* Given instruction
Reproduce exactly the lines from the one containing "Given the photograph above, report where the vertical" through the end of the entries, including both. Drop the pictures.

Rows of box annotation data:

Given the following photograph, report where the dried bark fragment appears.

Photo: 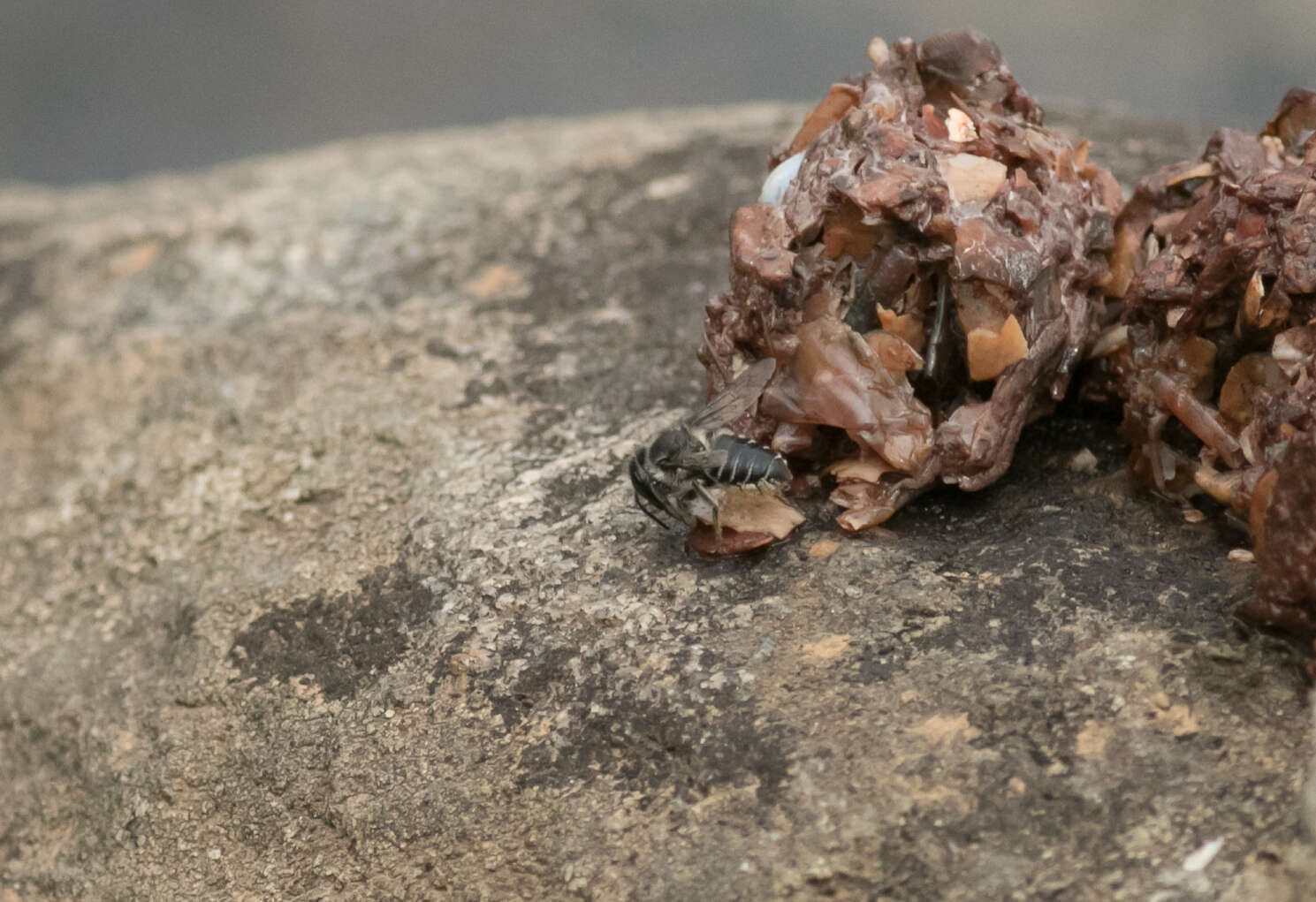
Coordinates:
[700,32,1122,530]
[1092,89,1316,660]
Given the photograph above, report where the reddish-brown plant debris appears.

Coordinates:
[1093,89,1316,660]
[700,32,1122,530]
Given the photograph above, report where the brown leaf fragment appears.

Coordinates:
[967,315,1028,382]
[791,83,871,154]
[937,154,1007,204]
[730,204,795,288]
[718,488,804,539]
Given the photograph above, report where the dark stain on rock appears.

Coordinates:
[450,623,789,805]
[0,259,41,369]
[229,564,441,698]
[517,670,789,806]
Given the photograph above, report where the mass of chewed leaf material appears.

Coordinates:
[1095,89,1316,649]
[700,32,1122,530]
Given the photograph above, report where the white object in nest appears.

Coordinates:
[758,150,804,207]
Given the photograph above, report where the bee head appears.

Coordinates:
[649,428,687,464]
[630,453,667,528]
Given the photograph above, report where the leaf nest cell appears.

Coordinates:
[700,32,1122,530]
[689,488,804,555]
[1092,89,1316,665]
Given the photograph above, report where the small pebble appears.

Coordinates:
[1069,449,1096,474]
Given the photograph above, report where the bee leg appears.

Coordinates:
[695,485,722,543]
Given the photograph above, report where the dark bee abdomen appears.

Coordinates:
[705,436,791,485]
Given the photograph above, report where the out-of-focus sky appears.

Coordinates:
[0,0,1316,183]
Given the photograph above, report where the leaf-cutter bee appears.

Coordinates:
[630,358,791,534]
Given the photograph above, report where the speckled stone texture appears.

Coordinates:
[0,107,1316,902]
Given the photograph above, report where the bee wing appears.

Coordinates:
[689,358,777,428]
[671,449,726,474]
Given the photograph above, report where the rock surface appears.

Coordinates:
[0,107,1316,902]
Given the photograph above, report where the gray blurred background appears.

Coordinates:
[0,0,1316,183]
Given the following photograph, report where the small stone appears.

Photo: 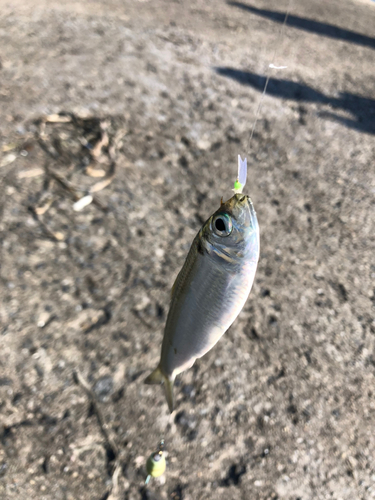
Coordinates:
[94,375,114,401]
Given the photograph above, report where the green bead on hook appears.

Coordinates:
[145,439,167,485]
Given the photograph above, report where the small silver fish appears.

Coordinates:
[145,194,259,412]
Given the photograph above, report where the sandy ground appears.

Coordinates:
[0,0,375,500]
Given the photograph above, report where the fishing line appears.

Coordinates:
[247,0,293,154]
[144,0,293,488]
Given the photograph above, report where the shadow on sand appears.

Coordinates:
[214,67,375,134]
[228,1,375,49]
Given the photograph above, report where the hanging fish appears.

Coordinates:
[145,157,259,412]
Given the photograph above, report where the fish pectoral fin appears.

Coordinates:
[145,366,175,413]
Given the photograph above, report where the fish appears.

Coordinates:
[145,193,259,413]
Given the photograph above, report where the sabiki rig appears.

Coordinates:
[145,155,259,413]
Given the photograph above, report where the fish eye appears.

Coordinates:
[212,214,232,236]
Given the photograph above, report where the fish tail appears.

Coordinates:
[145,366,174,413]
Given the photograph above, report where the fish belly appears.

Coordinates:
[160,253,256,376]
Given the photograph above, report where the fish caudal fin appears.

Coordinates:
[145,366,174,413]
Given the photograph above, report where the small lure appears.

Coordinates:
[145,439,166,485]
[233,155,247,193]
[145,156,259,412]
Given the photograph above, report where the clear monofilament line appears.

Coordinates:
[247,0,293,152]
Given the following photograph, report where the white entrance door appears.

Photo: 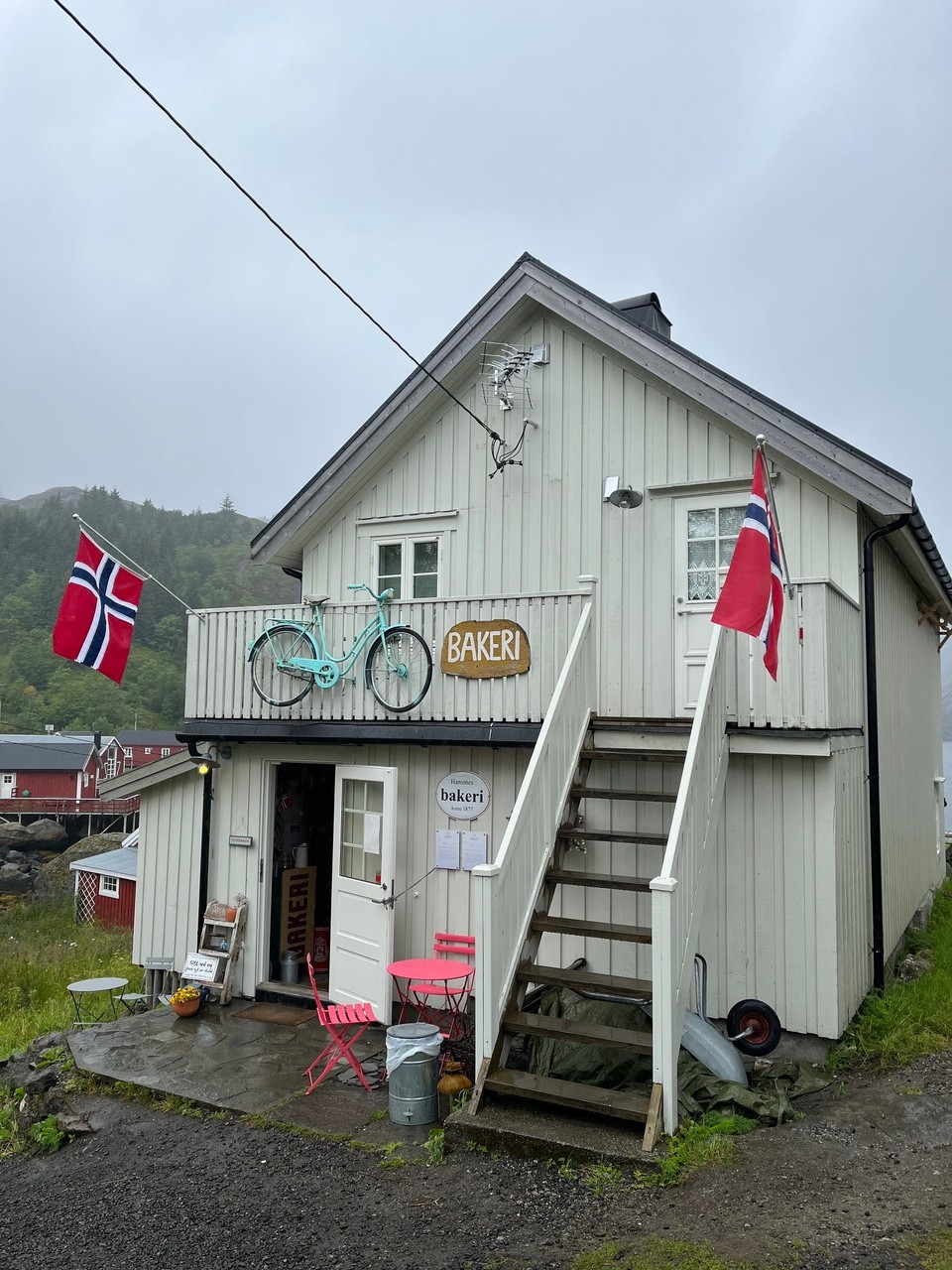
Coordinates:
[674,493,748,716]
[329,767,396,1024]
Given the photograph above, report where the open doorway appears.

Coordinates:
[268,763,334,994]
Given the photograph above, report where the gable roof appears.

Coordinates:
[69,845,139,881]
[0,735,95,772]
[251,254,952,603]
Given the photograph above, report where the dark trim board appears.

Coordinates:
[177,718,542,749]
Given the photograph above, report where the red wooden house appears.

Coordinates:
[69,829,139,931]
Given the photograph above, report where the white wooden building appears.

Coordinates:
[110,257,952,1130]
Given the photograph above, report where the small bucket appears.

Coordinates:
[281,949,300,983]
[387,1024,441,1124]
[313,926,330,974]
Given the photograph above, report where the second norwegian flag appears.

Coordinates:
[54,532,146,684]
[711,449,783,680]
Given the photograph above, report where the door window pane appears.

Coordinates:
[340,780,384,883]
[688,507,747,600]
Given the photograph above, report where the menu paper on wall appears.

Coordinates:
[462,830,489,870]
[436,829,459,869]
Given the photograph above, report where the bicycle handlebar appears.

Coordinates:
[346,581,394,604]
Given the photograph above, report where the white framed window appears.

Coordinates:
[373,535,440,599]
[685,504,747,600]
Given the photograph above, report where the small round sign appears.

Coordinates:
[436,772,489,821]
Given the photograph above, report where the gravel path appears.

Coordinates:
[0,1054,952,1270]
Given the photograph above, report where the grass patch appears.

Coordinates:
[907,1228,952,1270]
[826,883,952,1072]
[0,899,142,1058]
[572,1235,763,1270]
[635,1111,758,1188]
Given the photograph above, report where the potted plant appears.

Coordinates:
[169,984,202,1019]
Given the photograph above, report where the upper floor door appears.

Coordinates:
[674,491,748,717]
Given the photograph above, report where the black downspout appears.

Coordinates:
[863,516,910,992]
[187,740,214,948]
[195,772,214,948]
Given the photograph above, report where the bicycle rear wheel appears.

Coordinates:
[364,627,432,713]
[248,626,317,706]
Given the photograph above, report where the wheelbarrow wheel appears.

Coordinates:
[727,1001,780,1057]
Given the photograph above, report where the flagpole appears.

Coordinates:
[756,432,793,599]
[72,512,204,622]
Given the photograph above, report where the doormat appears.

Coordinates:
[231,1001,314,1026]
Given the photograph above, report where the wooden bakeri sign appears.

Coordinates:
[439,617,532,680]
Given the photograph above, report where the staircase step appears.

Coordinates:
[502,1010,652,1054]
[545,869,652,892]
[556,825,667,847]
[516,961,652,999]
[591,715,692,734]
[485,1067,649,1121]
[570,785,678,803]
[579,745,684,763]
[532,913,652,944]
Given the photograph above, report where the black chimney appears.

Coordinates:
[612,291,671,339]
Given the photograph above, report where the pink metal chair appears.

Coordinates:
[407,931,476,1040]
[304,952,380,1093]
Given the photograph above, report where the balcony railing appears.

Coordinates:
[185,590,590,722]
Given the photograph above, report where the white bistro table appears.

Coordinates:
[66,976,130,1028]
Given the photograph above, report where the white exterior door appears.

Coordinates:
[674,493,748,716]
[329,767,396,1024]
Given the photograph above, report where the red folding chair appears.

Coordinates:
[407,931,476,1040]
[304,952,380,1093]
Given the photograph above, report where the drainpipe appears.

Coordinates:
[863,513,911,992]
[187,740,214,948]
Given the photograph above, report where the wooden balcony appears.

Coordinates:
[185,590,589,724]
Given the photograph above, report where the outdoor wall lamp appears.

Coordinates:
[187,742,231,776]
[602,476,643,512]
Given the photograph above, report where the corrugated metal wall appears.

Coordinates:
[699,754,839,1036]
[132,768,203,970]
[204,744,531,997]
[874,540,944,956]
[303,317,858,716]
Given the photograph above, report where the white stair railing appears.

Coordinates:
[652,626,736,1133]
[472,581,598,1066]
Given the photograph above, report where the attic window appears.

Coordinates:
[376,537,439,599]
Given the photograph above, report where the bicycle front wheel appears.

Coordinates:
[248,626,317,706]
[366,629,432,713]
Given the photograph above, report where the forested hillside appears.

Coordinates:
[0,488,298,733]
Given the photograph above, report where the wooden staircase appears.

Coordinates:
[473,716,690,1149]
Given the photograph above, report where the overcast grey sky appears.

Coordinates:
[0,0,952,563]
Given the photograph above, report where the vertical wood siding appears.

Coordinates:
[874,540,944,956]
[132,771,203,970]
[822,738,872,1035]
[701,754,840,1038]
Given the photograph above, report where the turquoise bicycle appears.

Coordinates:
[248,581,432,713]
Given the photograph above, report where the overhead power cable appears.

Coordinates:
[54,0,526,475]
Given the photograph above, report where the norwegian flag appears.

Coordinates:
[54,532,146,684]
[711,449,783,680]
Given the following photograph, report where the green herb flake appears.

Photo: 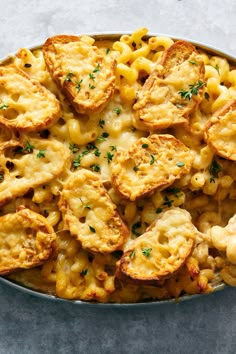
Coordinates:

* Exercise result
Given the photograph above, report where the vertical wood siding appears.

Coordinates:
[874,540,944,956]
[132,771,203,970]
[822,738,872,1035]
[701,754,840,1038]
Given the photograph above, report where the turquoise bicycle appears.

Coordinates:
[248,581,432,713]
Given the photograph above, report where the overhead power cable appears.

Coordinates:
[54,0,526,475]
Given the photograph above, report where the norwegian flag appears.

Coordinates:
[54,532,146,684]
[711,449,783,680]
Given the following photograph, report where the green herb flake appears.

Photo: 
Coordinates:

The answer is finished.